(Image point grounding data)
== Segment start ==
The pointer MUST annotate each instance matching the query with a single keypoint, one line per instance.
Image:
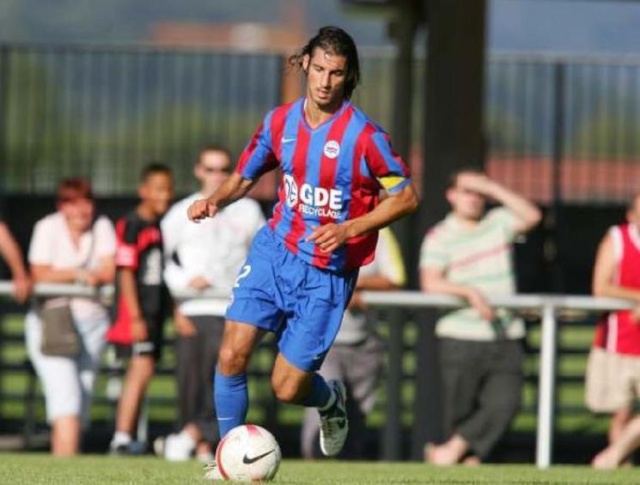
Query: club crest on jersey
(331, 149)
(316, 201)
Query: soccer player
(302, 267)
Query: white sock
(121, 438)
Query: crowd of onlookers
(158, 262)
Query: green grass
(42, 469)
(568, 394)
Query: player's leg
(332, 369)
(230, 382)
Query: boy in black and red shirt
(141, 299)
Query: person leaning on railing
(468, 255)
(71, 245)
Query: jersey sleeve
(385, 164)
(259, 156)
(127, 253)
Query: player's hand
(201, 209)
(479, 302)
(184, 327)
(199, 283)
(357, 303)
(329, 237)
(21, 288)
(139, 330)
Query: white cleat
(334, 425)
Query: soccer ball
(248, 453)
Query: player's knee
(230, 361)
(285, 389)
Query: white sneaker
(179, 447)
(211, 471)
(334, 425)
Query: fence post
(556, 222)
(546, 385)
(391, 442)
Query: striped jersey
(618, 332)
(331, 173)
(480, 257)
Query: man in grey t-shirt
(469, 255)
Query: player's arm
(331, 236)
(232, 189)
(12, 254)
(604, 271)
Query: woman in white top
(71, 246)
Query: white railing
(547, 305)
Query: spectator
(627, 440)
(12, 254)
(356, 356)
(70, 246)
(199, 257)
(613, 369)
(468, 255)
(141, 300)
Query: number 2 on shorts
(244, 272)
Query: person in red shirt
(613, 370)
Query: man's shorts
(612, 382)
(303, 305)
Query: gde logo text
(316, 201)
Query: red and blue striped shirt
(331, 174)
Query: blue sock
(231, 396)
(320, 393)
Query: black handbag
(59, 334)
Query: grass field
(42, 469)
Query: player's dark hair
(336, 41)
(154, 168)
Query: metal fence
(558, 128)
(547, 307)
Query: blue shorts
(303, 305)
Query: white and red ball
(248, 453)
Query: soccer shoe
(334, 425)
(211, 471)
(133, 448)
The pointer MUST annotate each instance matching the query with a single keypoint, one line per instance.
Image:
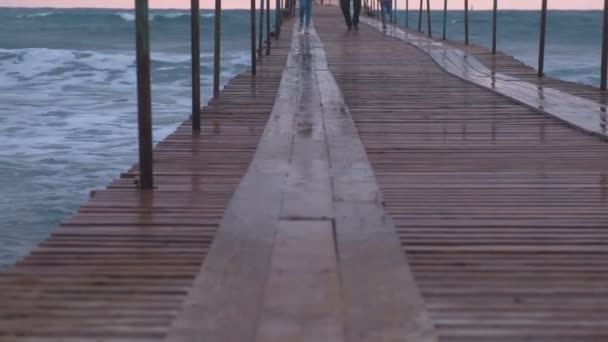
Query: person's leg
(308, 12)
(356, 12)
(302, 12)
(345, 5)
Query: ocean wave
(130, 16)
(36, 15)
(126, 16)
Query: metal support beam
(445, 19)
(466, 22)
(144, 97)
(196, 64)
(254, 70)
(267, 27)
(605, 48)
(543, 31)
(217, 67)
(277, 20)
(420, 16)
(407, 13)
(261, 33)
(428, 17)
(494, 26)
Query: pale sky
(478, 4)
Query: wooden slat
(501, 210)
(120, 268)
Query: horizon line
(248, 8)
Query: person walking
(305, 15)
(354, 21)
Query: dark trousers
(345, 5)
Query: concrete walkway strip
(305, 251)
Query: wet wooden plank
(303, 299)
(493, 203)
(120, 268)
(226, 299)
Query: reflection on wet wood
(501, 210)
(121, 267)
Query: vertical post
(217, 46)
(428, 16)
(420, 16)
(277, 20)
(144, 98)
(267, 27)
(196, 64)
(254, 69)
(261, 33)
(494, 26)
(394, 13)
(407, 13)
(445, 19)
(466, 22)
(541, 48)
(605, 48)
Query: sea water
(68, 119)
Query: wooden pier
(355, 189)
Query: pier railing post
(394, 13)
(445, 19)
(407, 13)
(144, 97)
(253, 54)
(543, 31)
(428, 17)
(277, 20)
(466, 22)
(217, 47)
(196, 64)
(494, 25)
(420, 16)
(267, 27)
(261, 33)
(604, 75)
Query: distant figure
(305, 15)
(354, 21)
(386, 8)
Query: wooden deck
(121, 267)
(501, 210)
(353, 191)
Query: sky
(477, 4)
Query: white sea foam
(126, 16)
(130, 16)
(36, 15)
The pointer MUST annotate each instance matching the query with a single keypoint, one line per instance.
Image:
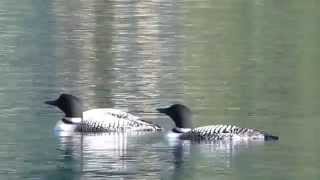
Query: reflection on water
(248, 63)
(111, 155)
(142, 155)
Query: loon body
(96, 120)
(181, 115)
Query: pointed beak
(162, 110)
(53, 103)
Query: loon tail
(269, 137)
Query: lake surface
(248, 63)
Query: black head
(180, 114)
(69, 104)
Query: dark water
(247, 63)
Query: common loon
(181, 115)
(96, 120)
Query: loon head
(69, 104)
(180, 114)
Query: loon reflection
(109, 154)
(219, 155)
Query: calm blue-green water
(248, 63)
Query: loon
(181, 115)
(96, 120)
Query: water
(247, 63)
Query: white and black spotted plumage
(96, 120)
(181, 115)
(113, 120)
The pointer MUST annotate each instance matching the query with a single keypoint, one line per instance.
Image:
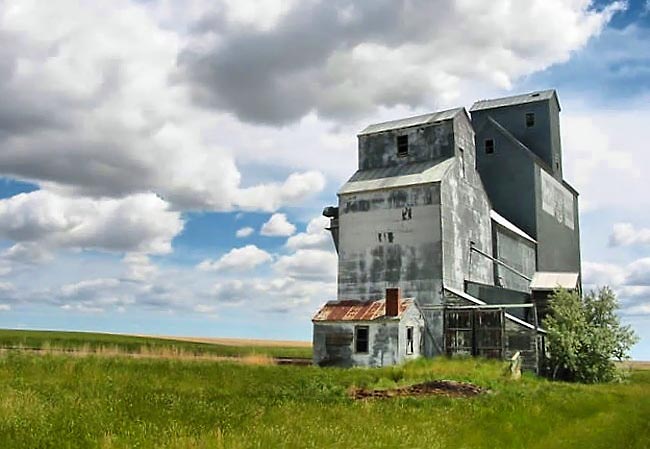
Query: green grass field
(69, 401)
(95, 342)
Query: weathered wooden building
(460, 214)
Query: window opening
(530, 119)
(461, 153)
(489, 146)
(402, 145)
(361, 339)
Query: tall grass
(85, 342)
(59, 401)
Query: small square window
(530, 119)
(461, 155)
(409, 340)
(489, 146)
(402, 145)
(361, 339)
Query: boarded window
(474, 332)
(361, 339)
(458, 334)
(402, 145)
(530, 119)
(489, 146)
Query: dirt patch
(447, 388)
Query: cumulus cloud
(43, 220)
(344, 58)
(237, 259)
(86, 112)
(630, 281)
(278, 295)
(244, 232)
(625, 234)
(309, 264)
(139, 267)
(315, 236)
(277, 226)
(93, 295)
(605, 145)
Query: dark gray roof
(530, 97)
(411, 121)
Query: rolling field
(65, 401)
(57, 341)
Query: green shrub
(585, 336)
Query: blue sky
(163, 165)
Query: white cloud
(630, 281)
(86, 112)
(237, 259)
(43, 220)
(349, 58)
(315, 236)
(638, 272)
(94, 295)
(139, 267)
(625, 234)
(594, 273)
(271, 196)
(605, 146)
(27, 252)
(277, 226)
(309, 264)
(244, 232)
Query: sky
(164, 164)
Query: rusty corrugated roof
(348, 310)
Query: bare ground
(447, 388)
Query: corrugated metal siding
(544, 280)
(356, 310)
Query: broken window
(361, 339)
(489, 146)
(402, 145)
(530, 119)
(409, 340)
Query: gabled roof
(411, 121)
(546, 280)
(530, 97)
(398, 176)
(494, 215)
(538, 160)
(348, 310)
(479, 302)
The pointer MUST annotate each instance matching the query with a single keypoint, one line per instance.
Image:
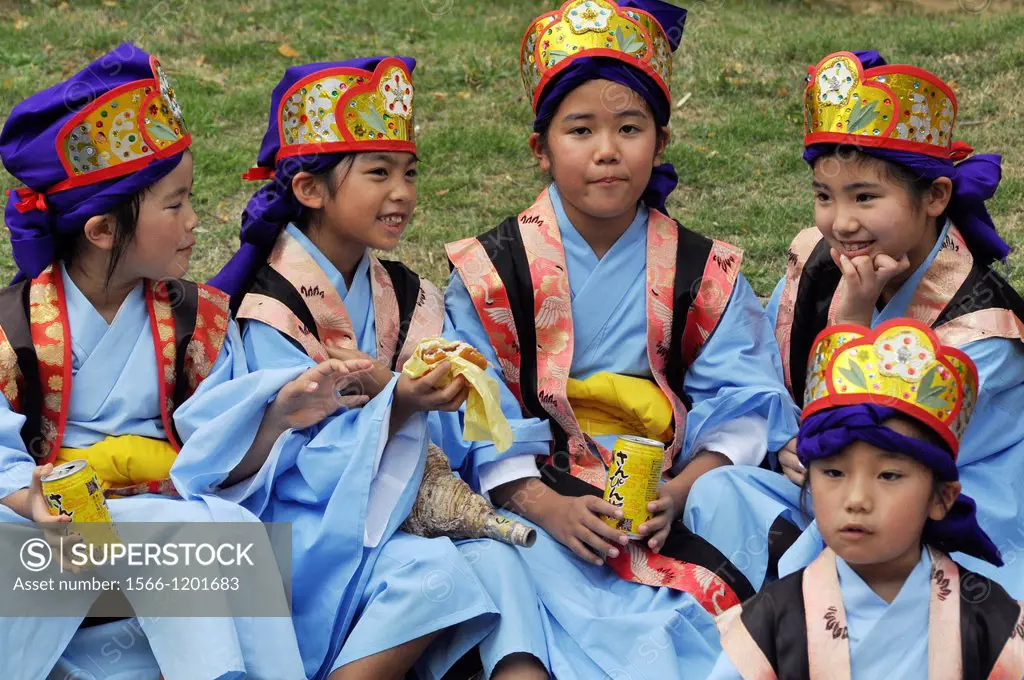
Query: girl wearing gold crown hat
(108, 354)
(901, 230)
(369, 596)
(885, 415)
(608, 317)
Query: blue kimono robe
(115, 392)
(735, 508)
(360, 586)
(597, 624)
(887, 639)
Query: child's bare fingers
(659, 505)
(600, 506)
(864, 266)
(849, 270)
(352, 400)
(604, 529)
(656, 542)
(598, 544)
(436, 375)
(583, 552)
(654, 524)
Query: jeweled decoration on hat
(900, 365)
(895, 107)
(344, 109)
(122, 130)
(593, 28)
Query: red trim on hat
(29, 199)
(832, 399)
(902, 69)
(347, 146)
(372, 84)
(316, 75)
(257, 173)
(628, 59)
(883, 140)
(122, 169)
(88, 109)
(143, 129)
(532, 29)
(643, 65)
(877, 142)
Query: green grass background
(736, 140)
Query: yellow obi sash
(612, 404)
(125, 460)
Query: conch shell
(446, 506)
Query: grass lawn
(736, 139)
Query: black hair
(914, 184)
(922, 432)
(303, 221)
(125, 216)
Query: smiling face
(600, 150)
(870, 504)
(861, 210)
(162, 244)
(373, 200)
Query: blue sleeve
(15, 463)
(475, 461)
(738, 374)
(991, 457)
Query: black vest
(983, 289)
(14, 321)
(506, 251)
(776, 620)
(271, 284)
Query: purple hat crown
(85, 145)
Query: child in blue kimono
(369, 598)
(607, 317)
(901, 230)
(104, 350)
(885, 416)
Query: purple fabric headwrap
(975, 180)
(827, 432)
(28, 150)
(273, 206)
(673, 19)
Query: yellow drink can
(633, 478)
(72, 489)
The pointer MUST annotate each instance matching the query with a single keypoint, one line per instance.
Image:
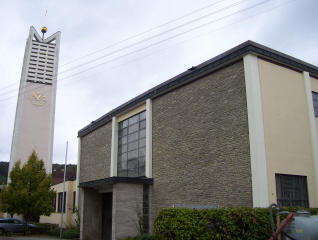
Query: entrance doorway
(107, 216)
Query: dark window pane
(122, 166)
(142, 124)
(143, 115)
(133, 119)
(122, 173)
(124, 131)
(122, 140)
(142, 142)
(122, 149)
(142, 152)
(133, 128)
(142, 171)
(133, 172)
(142, 133)
(133, 163)
(133, 137)
(291, 190)
(132, 154)
(125, 123)
(142, 161)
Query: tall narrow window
(315, 102)
(61, 204)
(54, 204)
(291, 190)
(132, 146)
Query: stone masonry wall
(201, 143)
(92, 222)
(96, 154)
(127, 201)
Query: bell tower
(34, 120)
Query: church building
(34, 120)
(238, 130)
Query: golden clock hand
(38, 97)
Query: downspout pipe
(271, 215)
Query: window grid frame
(130, 150)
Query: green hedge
(220, 223)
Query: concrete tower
(34, 120)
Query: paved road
(17, 237)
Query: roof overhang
(113, 180)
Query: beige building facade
(66, 207)
(35, 112)
(238, 130)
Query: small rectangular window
(61, 204)
(291, 190)
(315, 102)
(54, 204)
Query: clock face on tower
(37, 99)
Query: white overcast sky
(184, 33)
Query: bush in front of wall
(218, 224)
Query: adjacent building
(237, 130)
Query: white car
(13, 225)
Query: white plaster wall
(286, 126)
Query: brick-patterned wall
(96, 154)
(92, 220)
(127, 201)
(201, 143)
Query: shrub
(54, 232)
(218, 224)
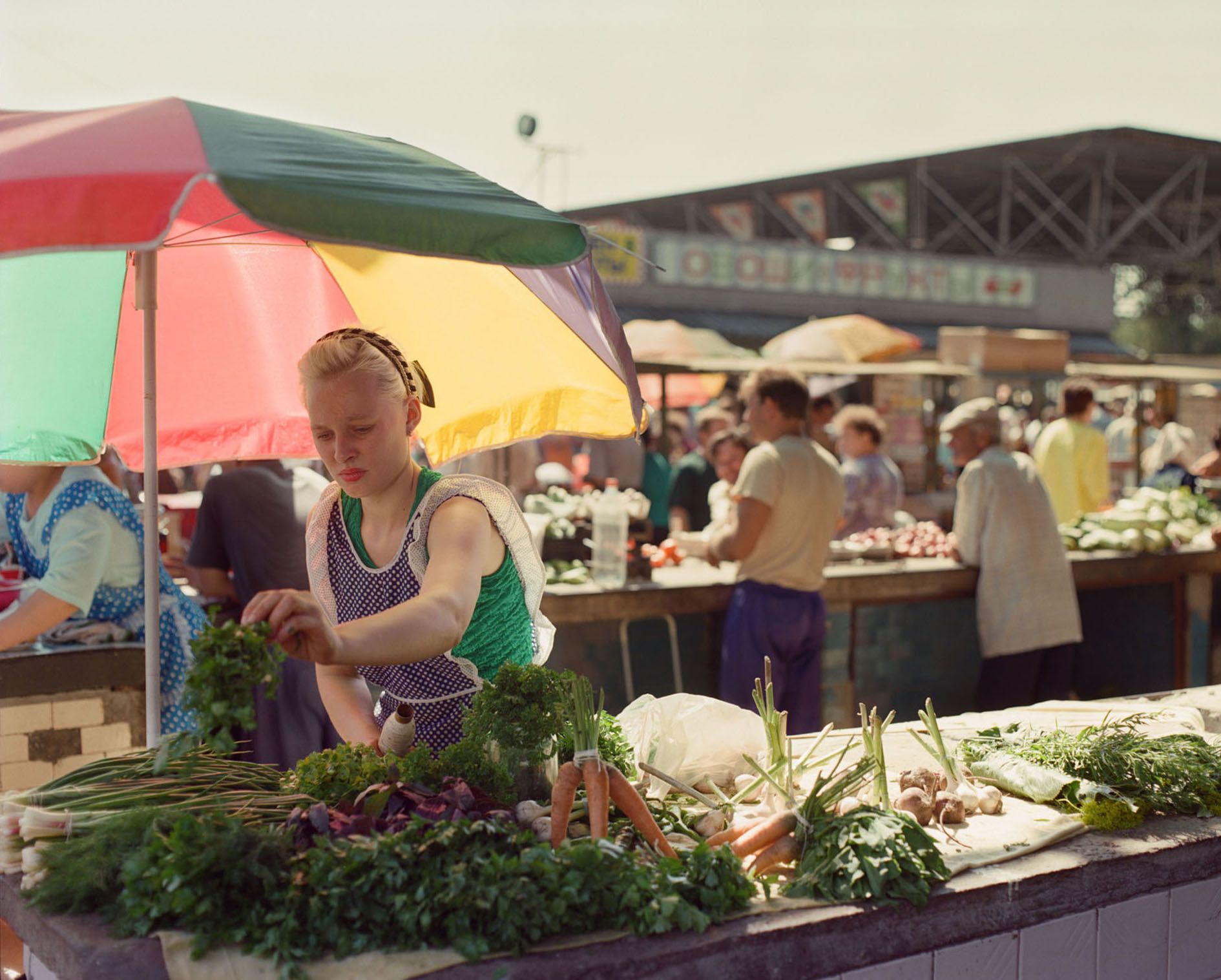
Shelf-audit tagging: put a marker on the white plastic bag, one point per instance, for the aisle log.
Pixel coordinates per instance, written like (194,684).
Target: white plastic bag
(693,738)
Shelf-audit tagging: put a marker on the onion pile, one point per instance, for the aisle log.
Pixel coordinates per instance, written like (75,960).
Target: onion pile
(924,539)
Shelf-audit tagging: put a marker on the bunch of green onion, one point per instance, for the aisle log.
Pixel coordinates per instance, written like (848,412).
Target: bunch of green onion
(197,782)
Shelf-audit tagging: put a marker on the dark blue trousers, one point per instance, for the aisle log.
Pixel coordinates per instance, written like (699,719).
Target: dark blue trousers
(787,625)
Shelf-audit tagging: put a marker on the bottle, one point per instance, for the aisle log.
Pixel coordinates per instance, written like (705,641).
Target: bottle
(399,733)
(610,539)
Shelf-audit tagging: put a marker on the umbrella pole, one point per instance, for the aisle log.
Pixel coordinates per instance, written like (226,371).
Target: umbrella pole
(665,429)
(145,300)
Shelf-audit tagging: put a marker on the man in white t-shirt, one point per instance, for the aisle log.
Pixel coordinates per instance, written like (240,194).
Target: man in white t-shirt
(1026,602)
(789,497)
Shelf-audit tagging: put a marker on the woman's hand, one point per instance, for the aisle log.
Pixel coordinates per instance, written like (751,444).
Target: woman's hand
(297,624)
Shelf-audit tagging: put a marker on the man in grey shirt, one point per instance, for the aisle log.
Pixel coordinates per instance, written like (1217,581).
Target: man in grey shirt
(252,523)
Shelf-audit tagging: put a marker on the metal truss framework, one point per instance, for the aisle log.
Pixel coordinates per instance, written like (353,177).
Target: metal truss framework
(1094,199)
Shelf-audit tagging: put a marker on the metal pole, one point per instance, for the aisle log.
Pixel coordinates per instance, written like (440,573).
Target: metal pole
(145,300)
(665,443)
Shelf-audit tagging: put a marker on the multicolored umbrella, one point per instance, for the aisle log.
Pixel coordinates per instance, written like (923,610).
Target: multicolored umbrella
(853,339)
(269,235)
(242,240)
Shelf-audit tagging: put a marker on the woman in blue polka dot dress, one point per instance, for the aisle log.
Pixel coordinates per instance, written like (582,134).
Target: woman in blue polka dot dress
(83,541)
(421,585)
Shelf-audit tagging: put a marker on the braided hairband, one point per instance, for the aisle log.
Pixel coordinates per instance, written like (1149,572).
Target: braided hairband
(408,371)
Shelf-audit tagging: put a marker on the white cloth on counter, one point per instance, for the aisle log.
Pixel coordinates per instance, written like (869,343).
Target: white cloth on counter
(89,547)
(1026,598)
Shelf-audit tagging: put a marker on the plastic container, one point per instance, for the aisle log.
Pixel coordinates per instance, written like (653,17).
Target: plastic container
(399,733)
(610,516)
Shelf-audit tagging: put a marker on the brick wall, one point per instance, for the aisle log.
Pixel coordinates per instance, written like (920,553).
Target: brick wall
(43,738)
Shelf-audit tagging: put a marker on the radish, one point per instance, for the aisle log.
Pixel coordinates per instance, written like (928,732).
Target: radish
(990,800)
(916,802)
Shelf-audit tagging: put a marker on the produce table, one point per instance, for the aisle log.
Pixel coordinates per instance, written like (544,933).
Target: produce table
(900,631)
(1070,904)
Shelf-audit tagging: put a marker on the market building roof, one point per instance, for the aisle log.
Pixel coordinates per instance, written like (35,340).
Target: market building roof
(1021,235)
(1087,198)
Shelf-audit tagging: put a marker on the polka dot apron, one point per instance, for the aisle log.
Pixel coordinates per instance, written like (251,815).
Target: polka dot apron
(439,690)
(181,619)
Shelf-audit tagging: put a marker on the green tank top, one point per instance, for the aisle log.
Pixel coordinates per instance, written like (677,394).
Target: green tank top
(501,629)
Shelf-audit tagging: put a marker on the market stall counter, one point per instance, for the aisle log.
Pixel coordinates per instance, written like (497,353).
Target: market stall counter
(901,630)
(1138,903)
(67,704)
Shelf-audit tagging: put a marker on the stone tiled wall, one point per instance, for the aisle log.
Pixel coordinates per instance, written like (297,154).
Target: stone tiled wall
(44,738)
(1170,935)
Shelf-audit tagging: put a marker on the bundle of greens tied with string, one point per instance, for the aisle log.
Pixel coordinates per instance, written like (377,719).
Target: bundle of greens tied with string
(1111,774)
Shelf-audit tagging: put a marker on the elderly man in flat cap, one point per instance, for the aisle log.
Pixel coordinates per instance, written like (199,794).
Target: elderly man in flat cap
(1026,599)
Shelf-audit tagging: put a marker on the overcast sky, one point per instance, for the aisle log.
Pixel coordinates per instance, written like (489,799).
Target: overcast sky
(651,97)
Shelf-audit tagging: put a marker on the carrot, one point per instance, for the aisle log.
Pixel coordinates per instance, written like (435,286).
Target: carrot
(563,793)
(786,851)
(734,833)
(598,787)
(635,809)
(766,834)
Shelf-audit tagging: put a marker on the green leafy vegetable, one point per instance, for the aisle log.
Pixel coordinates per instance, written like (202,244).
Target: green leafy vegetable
(229,662)
(83,870)
(1038,782)
(1166,774)
(477,886)
(211,875)
(523,712)
(867,853)
(613,746)
(341,774)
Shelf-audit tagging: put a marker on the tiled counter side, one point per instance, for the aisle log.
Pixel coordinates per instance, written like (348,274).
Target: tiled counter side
(903,631)
(1134,906)
(61,708)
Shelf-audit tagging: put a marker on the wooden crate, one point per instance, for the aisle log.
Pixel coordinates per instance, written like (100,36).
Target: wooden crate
(1004,351)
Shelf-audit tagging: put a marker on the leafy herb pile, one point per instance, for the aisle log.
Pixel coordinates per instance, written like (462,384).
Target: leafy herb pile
(524,714)
(388,808)
(339,775)
(1173,774)
(480,886)
(83,870)
(229,662)
(866,853)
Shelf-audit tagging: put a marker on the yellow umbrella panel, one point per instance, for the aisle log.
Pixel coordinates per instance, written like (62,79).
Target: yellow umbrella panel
(510,353)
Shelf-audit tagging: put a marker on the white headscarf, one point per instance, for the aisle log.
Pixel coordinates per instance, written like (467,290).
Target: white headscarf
(1175,443)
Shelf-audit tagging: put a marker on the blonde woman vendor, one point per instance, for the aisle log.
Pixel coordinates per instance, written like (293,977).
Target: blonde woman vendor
(83,541)
(421,583)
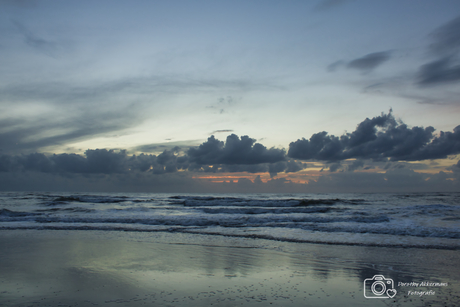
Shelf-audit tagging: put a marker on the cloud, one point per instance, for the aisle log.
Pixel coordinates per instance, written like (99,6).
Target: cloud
(325,5)
(445,47)
(446,39)
(170,145)
(44,46)
(221,131)
(440,71)
(379,138)
(97,161)
(369,61)
(29,135)
(234,151)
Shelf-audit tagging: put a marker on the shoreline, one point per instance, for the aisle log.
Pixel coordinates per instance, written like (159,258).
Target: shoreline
(70,268)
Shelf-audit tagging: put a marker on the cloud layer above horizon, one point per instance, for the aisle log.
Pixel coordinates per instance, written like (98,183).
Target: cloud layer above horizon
(267,91)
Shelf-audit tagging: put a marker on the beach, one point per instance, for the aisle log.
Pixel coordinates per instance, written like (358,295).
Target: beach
(97,268)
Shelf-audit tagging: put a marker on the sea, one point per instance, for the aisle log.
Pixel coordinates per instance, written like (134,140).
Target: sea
(421,220)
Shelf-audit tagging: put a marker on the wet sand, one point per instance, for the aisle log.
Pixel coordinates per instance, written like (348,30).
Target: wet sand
(86,268)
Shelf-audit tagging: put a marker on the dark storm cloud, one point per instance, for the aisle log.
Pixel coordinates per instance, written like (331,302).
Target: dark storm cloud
(369,61)
(378,138)
(445,47)
(234,151)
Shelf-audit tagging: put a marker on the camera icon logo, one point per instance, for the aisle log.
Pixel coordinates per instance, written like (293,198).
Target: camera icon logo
(379,287)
== Segment end ==
## Task
Your answer should consist only of the lines above between the line holding "Shelf-audit tagging: put a marker on the radish, one" and the line holding "Shelf-audit tagging: put a marker on the produce", inclusive, each transcribed exactly.

## Response to the exercise
Shelf-audit tagging: put a marker on the radish, one point per instance, for the aisle log.
Pixel coordinates per instance, written like (928,732).
Target: radish
(990,800)
(916,802)
Shelf-audit tagging: put a marker on the produce table, one point per instance, for the aisle log.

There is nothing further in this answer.